The representation of words across languages is of interest since the early days of interlingual machine translation, as it allows us to connect the meaning of words in different languages and to generalize lexical semantic properties and relations across languages (Hutchins 2000). Structured representations such as multilingual lexical knowledge bases represent polysemy, as well as language internal and cross-lingual relations, but they require costly manual construction and maintenance (Vossen 1998). Alternatively, corpus-based methods have been used to automatically induce monolingual word representations like word embeddings with great success (Mikolov et al. 2013). Word embeddings represent the words in the vocabulary of a language as vectors in n-dimensional space, where words that are similar being located close to each other. Cross-lingual word embeddings (CLWE for short) extend the idea, and represent translation-equivalent words from two (or more) languages close to each other in a common, cross-lingual space.
The interest in cross-lingual word embeddings has grown in recent years. This is partly because of their success in cross-lingual transfer, where NLP tools trained in a resource-rich language such as English are transferred to another language with smaller or no annotated data. For instance, given training data for a text-classification task in English, a model using CLWE can classify foreign language documents. Beyond language pairs, CLWE allows us to represent words of several languages in a common space, and thus pave the way to build multilingual NLP tools that use the same model to process text in different languages.
This comprehensive and, at the same time, dense book has been written by Anders Søgaard, Ivan Vulić, Sebastian Ruder, and Manaal Faruqui. It covers all key issues as well as the most relevant work in CLWE, including the most recent research (up to May 2019) in this vibrant research area. It does a great job of organizing different approaches in a typology, according to the kind of bilingual resources needed, and differentiating word-level, sentence-level, and document-level models. The book also covers extensions to CLWE that are able to represent multiple languages in the same space, as well as unsupervised learning, where the systems only use monolingual resources to build the cross-lingual space. The book is structured in 12 chapters.
Chapter 1 is a brief introduction, which includes an explanation of the notation used in the book. The book tries to establish a formal relation between several word-level alignment models, and it does a thorough job of describing the methods using a consistent mathematical formalization. This consistency allows the authors to describe methods in a more compact way and helps to better see the common patterns across seemingly different approaches. In this sense, introducing the notation in the first chapter makes life easier for later. The formulas are quite dense and demanding, but although a mathematically naive reader might have a hard time following them, casual readers can also get value from a higher level read of the book.
Chapter 2 makes a brief introduction of the main monolingual word embedding models, focusing on the formalization of the loss function being optimized by each of the models.
Chapter 3 introduces a typology of supervised CLWE models, that is, methods that use some kind of bilingual signal. The typology leaves aside multilingual and unsupervised methods, which are covered in later chapters. The typology is based on data requirements along two dimensions: the type of bilingual signal (at the level of words, sentences, or documents), and whether the method requires parallel resources, or comparable resources suffice.
Chapter 4 introduces work on cross-lingual word representations that pre-dates the introduction of word embeddings. The chapter covers work on cross-lingual clusters, delexicalization strategies for cross-lingual transfer, earlier use of seed dictionaries, together with distributional vector space models, cross-lingual word alignment in machine translation, and latent cross-lingual concepts. This chapter draws connections with earlier work, and is a must-read for anyone wanting to take a step back from current techniques, to look at the big picture and draw inspiration in the larger picture of (non-embbeding-related) NLP methods.

DATASET EXTRACT:
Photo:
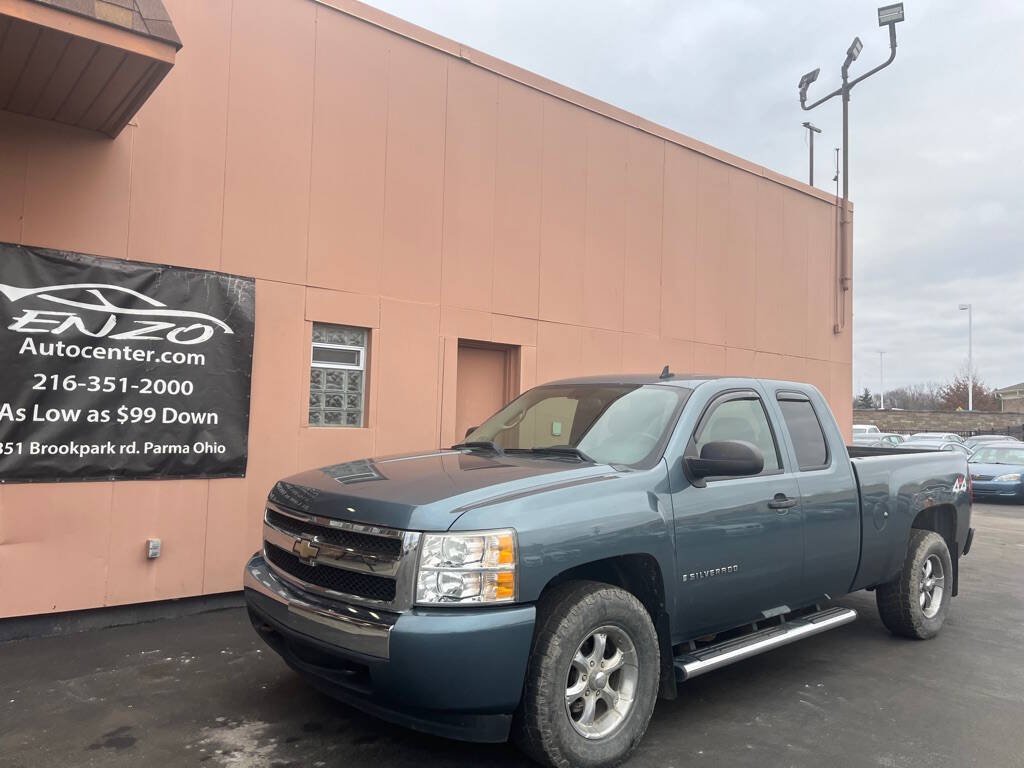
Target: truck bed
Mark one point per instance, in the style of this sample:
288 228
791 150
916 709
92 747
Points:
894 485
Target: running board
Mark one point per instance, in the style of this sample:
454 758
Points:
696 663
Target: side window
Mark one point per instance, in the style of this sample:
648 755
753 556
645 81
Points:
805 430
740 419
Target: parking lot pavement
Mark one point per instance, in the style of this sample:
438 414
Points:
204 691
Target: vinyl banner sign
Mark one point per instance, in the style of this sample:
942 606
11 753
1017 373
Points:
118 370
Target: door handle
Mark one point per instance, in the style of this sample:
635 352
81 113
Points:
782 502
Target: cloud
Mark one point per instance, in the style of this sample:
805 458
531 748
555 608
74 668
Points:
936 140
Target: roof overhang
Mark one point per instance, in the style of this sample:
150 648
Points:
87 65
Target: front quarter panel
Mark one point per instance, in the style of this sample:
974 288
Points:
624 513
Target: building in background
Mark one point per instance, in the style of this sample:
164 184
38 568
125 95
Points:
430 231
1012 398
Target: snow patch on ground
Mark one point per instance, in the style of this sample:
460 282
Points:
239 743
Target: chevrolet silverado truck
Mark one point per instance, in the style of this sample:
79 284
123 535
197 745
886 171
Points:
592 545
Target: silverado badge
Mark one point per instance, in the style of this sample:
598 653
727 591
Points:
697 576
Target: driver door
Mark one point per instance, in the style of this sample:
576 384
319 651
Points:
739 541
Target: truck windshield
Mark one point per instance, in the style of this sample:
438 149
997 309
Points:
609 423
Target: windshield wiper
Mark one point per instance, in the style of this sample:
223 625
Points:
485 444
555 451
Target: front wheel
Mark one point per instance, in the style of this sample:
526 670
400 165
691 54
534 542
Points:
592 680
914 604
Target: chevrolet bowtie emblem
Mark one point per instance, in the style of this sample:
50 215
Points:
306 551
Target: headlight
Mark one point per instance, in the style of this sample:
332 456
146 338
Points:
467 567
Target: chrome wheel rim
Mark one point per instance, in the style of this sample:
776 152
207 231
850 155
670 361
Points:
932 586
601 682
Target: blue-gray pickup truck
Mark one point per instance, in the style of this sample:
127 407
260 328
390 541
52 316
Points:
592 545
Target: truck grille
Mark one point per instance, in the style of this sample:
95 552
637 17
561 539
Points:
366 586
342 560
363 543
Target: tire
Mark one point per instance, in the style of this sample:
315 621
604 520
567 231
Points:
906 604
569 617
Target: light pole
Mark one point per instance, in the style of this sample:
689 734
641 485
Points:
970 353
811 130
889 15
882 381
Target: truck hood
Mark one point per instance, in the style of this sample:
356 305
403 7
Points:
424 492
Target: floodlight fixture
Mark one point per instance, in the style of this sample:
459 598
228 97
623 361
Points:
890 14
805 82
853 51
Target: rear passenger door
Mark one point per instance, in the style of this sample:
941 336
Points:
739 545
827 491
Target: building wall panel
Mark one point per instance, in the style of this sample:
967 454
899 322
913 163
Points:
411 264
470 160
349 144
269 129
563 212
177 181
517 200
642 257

WHAT YOU WILL DO:
a. According to the review of the cross-lingual word embeddings book, how many chapters does the book have?
b. Continue the cross-lingual word embeddings book review, starting after its paragraph on Chapter 4.

TASK-BY-TASK ANSWERS:
a. 12 chapters.

b.
The book then follows with three chapters organized according to typology. Chapter 5 covers the most popular family of models, those based on word-level information. The models that require parallel data in the form of bilingual dictionaries (or word alignments induced from parallel corpora) are further classified into those that learn separate monolingual spaces for each language to then learn a mapping, or those that learn the cross-lingual space for the two languages jointly, as well as mixed approaches. The authors make an effort to show that some methods coming from mapping, joint, and mixed approaches are very similar. In addition, the chapter also covers methods that ground words into images or image features. Most of the space in the chapter is taken by mapping methods, as they take the bulk of recent publications.
Chapter 6 introduces sentence-level information, usually in the form of sentence-aligned parallel translations. The additional supervision is used to learn either shared sentence representations, bilingual encoders, or a bilingual version of the monolingual skip-gram loss.
Chapter 7 introduces methods that use information from comparable documents only, which offers less supervision compared with the methods in the previous two chapters. These methods typically use Wikipedia articles from different languages as comparable documents.
Chapter 8 introduces multilingual CLWE, where more than two languages are involved. Apart from the practical interest, some works show that the use of multiple languages improves the quality of word embeddings. Most works use bilingual CLWE learning methods taking a pivot language (e.g., English).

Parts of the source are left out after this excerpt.